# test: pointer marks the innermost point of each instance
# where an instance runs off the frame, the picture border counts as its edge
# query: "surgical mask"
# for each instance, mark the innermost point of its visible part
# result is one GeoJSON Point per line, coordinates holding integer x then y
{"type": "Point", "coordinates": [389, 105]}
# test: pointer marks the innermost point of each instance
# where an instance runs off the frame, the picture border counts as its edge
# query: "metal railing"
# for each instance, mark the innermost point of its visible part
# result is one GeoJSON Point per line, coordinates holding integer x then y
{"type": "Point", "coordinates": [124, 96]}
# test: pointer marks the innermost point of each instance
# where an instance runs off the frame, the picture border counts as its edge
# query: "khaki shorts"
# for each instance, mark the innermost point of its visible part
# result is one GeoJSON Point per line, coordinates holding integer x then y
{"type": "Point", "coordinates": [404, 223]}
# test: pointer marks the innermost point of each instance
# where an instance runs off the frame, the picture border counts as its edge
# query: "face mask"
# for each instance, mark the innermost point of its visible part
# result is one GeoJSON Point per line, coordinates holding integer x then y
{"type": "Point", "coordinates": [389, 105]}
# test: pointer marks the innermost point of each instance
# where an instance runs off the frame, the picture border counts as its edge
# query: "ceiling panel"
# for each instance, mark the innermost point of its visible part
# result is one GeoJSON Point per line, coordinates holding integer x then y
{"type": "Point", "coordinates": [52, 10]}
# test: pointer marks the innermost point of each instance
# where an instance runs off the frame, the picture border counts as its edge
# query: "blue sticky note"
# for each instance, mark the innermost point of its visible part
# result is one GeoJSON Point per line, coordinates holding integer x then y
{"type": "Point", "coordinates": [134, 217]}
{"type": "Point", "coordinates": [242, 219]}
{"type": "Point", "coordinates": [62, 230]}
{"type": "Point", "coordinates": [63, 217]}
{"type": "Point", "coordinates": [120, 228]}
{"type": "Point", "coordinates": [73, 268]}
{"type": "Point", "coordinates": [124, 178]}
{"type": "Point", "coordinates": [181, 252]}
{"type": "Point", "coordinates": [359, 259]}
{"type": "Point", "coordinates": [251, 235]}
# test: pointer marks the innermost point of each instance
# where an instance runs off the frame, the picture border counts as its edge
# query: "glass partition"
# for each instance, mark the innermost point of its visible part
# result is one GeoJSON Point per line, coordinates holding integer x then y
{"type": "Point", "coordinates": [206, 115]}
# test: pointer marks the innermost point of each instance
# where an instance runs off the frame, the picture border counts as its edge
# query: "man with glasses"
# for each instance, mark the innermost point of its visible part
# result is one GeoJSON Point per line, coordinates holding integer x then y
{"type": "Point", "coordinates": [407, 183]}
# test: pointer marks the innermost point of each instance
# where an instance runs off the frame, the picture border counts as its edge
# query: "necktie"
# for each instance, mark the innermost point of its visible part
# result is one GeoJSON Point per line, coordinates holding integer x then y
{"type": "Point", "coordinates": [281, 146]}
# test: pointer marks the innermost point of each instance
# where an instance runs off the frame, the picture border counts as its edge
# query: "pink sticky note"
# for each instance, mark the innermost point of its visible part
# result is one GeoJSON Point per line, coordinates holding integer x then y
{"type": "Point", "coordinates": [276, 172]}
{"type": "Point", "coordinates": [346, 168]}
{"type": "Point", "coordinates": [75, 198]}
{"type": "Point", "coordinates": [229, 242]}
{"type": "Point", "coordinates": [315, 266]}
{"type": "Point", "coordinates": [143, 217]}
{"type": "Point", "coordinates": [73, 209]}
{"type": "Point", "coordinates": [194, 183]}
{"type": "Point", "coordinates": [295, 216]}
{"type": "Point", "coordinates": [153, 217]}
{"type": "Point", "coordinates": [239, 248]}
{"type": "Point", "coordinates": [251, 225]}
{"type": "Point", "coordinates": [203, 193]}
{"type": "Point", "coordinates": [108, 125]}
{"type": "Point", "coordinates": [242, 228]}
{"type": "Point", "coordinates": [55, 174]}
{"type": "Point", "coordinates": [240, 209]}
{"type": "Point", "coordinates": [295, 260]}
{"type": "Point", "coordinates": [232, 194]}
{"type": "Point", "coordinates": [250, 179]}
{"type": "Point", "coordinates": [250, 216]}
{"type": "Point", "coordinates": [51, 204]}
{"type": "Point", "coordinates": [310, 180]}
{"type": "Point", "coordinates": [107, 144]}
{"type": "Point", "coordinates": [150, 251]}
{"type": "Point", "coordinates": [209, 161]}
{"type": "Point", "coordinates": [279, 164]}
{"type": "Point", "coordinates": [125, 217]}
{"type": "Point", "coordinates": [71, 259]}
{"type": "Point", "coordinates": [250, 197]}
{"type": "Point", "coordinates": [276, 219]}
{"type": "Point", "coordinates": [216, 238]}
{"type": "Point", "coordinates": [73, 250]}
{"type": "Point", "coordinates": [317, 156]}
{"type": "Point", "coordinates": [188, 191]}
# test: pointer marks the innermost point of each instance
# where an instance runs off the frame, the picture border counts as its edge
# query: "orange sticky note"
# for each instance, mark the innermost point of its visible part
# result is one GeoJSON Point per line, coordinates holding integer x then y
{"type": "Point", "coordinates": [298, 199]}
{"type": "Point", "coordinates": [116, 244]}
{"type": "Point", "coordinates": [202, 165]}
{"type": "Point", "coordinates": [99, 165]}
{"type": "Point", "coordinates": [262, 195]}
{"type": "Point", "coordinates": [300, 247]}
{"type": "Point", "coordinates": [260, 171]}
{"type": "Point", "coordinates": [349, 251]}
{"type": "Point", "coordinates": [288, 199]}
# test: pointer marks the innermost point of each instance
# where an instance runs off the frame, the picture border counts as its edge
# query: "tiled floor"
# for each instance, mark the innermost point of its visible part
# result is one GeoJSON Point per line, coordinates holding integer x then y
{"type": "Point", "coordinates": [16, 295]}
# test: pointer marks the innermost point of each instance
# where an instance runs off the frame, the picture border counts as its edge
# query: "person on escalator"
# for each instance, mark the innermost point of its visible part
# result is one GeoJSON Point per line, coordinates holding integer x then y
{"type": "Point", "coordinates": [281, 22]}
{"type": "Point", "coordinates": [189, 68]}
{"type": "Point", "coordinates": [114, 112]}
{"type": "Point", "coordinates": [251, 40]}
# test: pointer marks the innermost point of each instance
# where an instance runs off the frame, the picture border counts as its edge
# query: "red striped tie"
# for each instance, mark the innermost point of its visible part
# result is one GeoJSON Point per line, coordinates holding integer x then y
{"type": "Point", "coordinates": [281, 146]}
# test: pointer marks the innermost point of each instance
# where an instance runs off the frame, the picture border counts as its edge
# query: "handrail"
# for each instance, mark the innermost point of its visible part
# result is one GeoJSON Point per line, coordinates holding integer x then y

---+---

Could you retype every line of the data exactly?

> _Expected answer_:
# test: pointer marks the innermost point of each instance
# where an instance runs off the frame, the picture border counts as its edge
# query: "surgical mask"
# for each instance, mark the innermost point of its visible part
# result is one GeoJSON Point per line, coordinates holding integer x then y
{"type": "Point", "coordinates": [389, 105]}
# test: pointer marks the innermost point of each instance
# where an instance runs off the frame, the picture border counts as its edge
# query: "metal railing"
# for each instance, mark the innermost point of its visible part
# result is one GeoJSON Point per line, coordinates holding integer x then y
{"type": "Point", "coordinates": [124, 96]}
# test: pointer marks the innermost point of each instance
# where an instance runs off the frame, the picture border counts as its edge
# query: "khaki shorts"
# for each instance, mark the innermost point of its visible part
# result is one GeoJSON Point per line, coordinates holding integer x then y
{"type": "Point", "coordinates": [404, 223]}
# test: pointer marks the innermost point of each instance
# where an instance runs off the frame, the picture border counts as its edge
# query: "face mask"
# for each instance, mark the innermost point of its visible part
# result is one GeoJSON Point per line, coordinates holding integer x then y
{"type": "Point", "coordinates": [389, 105]}
# test: pointer marks the innermost point of each instance
# where an instance runs off the frame, the picture border counts as its edge
# query: "ceiling panel"
# for each instance, mark the innermost point of its visible part
# result is one GeoJSON Point per line, coordinates holding integer x then y
{"type": "Point", "coordinates": [52, 10]}
# test: pointer marks the innermost point of each instance
# where an instance runs off the frame, the picture border counts as its edge
# query: "blue sticky note"
# for each instance, mark the innermost point of its visible part
# result is one GeoJSON Point per line, coordinates holding integer x then y
{"type": "Point", "coordinates": [134, 217]}
{"type": "Point", "coordinates": [242, 219]}
{"type": "Point", "coordinates": [62, 230]}
{"type": "Point", "coordinates": [63, 217]}
{"type": "Point", "coordinates": [120, 228]}
{"type": "Point", "coordinates": [73, 268]}
{"type": "Point", "coordinates": [124, 178]}
{"type": "Point", "coordinates": [181, 252]}
{"type": "Point", "coordinates": [359, 259]}
{"type": "Point", "coordinates": [251, 235]}
# test: pointer marks the innermost point of each instance
# where an instance runs off the frame, the picture border counts as its edge
# query: "glass partition"
# for each instance, mark the innermost point of its visible part
# result is one GeoJSON Point per line, coordinates holding integer x then y
{"type": "Point", "coordinates": [206, 115]}
# test: pointer marks the innermost point of each instance
# where an instance runs off the frame, the picture border counts as its edge
# query: "man with glasses"
# for each instance, mark the innermost point of its visible part
# result is one GeoJSON Point per line, coordinates holding integer x then y
{"type": "Point", "coordinates": [407, 183]}
# test: pointer marks the innermost point of each instance
# where an instance runs off the frame, the picture border counts as its edge
# query: "necktie"
# for each instance, mark the innermost point of its visible part
# result is one GeoJSON Point per line, coordinates holding integer x then y
{"type": "Point", "coordinates": [281, 146]}
# test: pointer marks the innermost point of each instance
# where an instance runs off the frame, the picture border counts as its edge
# query: "pink sticky note"
# for each instance, mark the innermost point of its visible part
# result is one GeoJSON Point per line, coordinates holding integer x then y
{"type": "Point", "coordinates": [276, 172]}
{"type": "Point", "coordinates": [346, 168]}
{"type": "Point", "coordinates": [75, 198]}
{"type": "Point", "coordinates": [229, 242]}
{"type": "Point", "coordinates": [315, 266]}
{"type": "Point", "coordinates": [143, 217]}
{"type": "Point", "coordinates": [73, 209]}
{"type": "Point", "coordinates": [194, 183]}
{"type": "Point", "coordinates": [295, 216]}
{"type": "Point", "coordinates": [153, 217]}
{"type": "Point", "coordinates": [239, 248]}
{"type": "Point", "coordinates": [251, 225]}
{"type": "Point", "coordinates": [203, 193]}
{"type": "Point", "coordinates": [108, 125]}
{"type": "Point", "coordinates": [242, 228]}
{"type": "Point", "coordinates": [55, 174]}
{"type": "Point", "coordinates": [240, 209]}
{"type": "Point", "coordinates": [295, 260]}
{"type": "Point", "coordinates": [232, 194]}
{"type": "Point", "coordinates": [250, 179]}
{"type": "Point", "coordinates": [250, 216]}
{"type": "Point", "coordinates": [51, 204]}
{"type": "Point", "coordinates": [310, 180]}
{"type": "Point", "coordinates": [107, 144]}
{"type": "Point", "coordinates": [150, 251]}
{"type": "Point", "coordinates": [209, 161]}
{"type": "Point", "coordinates": [279, 164]}
{"type": "Point", "coordinates": [125, 217]}
{"type": "Point", "coordinates": [71, 259]}
{"type": "Point", "coordinates": [250, 197]}
{"type": "Point", "coordinates": [276, 219]}
{"type": "Point", "coordinates": [216, 238]}
{"type": "Point", "coordinates": [73, 250]}
{"type": "Point", "coordinates": [317, 156]}
{"type": "Point", "coordinates": [188, 191]}
# test: pointer marks the innermost point of each instance
# where an instance runs off the frame, the picture border counts as its edge
# query: "orange sticky note"
# for each instance, mark the innermost point of its visible part
# result is one GeoJSON Point per line, coordinates holding integer x then y
{"type": "Point", "coordinates": [298, 199]}
{"type": "Point", "coordinates": [116, 244]}
{"type": "Point", "coordinates": [202, 165]}
{"type": "Point", "coordinates": [99, 165]}
{"type": "Point", "coordinates": [262, 195]}
{"type": "Point", "coordinates": [300, 247]}
{"type": "Point", "coordinates": [260, 171]}
{"type": "Point", "coordinates": [349, 251]}
{"type": "Point", "coordinates": [288, 199]}
# test: pointer marks the innermost point of each instance
# where an instance runs off the frame, the picture border counts as its edge
# query: "tiled floor"
# for each instance, mark the innermost point of its visible part
# result is one GeoJSON Point per line, coordinates holding integer x then y
{"type": "Point", "coordinates": [16, 295]}
# test: pointer marks the innermost point of each instance
# where an instance runs off the frame, the picture border counts as its edge
# query: "person on escalator"
# for each instance, mark the innermost point of its visible part
# result is one GeoJSON Point per line, coordinates holding integer x then y
{"type": "Point", "coordinates": [281, 22]}
{"type": "Point", "coordinates": [189, 68]}
{"type": "Point", "coordinates": [114, 112]}
{"type": "Point", "coordinates": [251, 40]}
# test: pointer marks the innermost point of each instance
# where an instance runs off the frame, the picture border counts as its edge
# query: "red striped tie"
# for each instance, mark the innermost point of its visible part
# result is one GeoJSON Point per line, coordinates holding integer x then y
{"type": "Point", "coordinates": [281, 146]}
# test: pointer marks the innermost point of each instance
# where an instance runs off the frame, the picture border counts as its edge
# query: "handrail"
# for each instance, mark the innermost point of its visible part
# result is one GeoJSON Point per line, coordinates holding integer x then y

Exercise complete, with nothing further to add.